TASK TO CARRY OUT: Reproduce the rows from the line containing "Pinpoint the street." to the line containing "213, 52, 250, 272", substituting "walkway" for "sidewalk" and leaving everything else unchanged.

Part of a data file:
_ _ _

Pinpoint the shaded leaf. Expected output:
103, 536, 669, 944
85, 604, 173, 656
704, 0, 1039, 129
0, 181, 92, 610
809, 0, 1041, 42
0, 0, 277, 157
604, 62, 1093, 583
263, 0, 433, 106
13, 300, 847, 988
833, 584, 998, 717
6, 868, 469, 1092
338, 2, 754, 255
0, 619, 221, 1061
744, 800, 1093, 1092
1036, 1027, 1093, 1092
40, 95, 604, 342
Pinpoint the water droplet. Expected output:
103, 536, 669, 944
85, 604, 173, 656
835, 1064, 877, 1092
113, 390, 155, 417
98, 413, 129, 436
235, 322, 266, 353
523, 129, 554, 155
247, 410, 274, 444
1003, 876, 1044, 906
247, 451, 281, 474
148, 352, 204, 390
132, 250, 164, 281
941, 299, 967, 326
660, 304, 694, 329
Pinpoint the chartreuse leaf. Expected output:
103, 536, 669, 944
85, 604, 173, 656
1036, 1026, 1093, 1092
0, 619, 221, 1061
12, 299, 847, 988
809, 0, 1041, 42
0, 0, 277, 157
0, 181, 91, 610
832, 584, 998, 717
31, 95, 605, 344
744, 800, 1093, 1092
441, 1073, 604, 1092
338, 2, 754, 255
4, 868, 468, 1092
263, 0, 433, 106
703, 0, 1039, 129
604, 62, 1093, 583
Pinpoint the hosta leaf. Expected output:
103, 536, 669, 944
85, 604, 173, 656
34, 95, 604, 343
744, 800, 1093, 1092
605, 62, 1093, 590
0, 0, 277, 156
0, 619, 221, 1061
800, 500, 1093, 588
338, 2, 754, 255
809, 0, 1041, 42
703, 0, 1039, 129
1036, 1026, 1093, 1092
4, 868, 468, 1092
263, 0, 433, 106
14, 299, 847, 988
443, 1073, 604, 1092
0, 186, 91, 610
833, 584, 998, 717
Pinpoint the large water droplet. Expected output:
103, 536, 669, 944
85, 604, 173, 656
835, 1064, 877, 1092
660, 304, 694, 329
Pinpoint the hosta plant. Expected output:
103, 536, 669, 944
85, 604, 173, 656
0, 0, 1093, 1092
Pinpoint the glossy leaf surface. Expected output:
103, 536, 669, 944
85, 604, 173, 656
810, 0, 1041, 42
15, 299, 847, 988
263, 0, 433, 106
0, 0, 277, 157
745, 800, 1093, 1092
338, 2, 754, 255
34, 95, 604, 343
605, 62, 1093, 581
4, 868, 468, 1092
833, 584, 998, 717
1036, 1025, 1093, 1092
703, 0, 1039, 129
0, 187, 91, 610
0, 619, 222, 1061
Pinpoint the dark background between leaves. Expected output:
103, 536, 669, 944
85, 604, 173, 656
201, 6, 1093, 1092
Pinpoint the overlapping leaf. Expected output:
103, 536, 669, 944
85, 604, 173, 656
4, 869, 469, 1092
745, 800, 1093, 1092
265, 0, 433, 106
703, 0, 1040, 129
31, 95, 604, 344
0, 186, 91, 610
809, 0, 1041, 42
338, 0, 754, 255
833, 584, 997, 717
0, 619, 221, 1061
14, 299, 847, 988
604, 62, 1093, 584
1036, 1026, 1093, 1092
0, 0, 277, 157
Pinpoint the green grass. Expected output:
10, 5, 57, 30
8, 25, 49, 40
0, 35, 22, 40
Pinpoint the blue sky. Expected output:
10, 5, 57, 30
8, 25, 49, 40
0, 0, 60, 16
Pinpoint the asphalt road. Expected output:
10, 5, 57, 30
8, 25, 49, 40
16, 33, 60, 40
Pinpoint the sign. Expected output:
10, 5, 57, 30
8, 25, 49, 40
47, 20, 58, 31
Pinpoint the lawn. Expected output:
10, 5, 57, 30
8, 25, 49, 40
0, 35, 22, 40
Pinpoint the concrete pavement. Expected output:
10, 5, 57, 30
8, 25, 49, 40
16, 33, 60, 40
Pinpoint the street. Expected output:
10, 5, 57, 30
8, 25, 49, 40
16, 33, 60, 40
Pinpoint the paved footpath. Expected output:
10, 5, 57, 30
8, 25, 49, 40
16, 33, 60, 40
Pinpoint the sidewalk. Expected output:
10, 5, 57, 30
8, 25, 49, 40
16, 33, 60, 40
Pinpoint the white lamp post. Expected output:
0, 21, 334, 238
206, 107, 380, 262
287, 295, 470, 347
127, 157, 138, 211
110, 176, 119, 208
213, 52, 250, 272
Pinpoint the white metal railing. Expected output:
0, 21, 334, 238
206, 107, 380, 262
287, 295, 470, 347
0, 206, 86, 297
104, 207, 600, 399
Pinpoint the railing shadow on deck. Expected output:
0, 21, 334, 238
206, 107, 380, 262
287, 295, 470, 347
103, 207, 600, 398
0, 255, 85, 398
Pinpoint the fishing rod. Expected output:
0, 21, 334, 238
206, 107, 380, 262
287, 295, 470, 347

_ _ _

REPLY:
Pinpoint the street. Expected output:
10, 5, 57, 30
8, 25, 49, 40
16, 33, 60, 40
Pinpoint the paved footpath. Expected output:
10, 5, 57, 30
8, 25, 49, 40
16, 33, 60, 40
Pinpoint the walkway. Expected output:
10, 5, 57, 30
8, 25, 49, 40
16, 33, 60, 40
Pinpoint the white lamp post. Expected output:
0, 21, 334, 238
206, 107, 380, 262
287, 295, 470, 347
127, 157, 138, 211
110, 176, 119, 208
213, 52, 250, 272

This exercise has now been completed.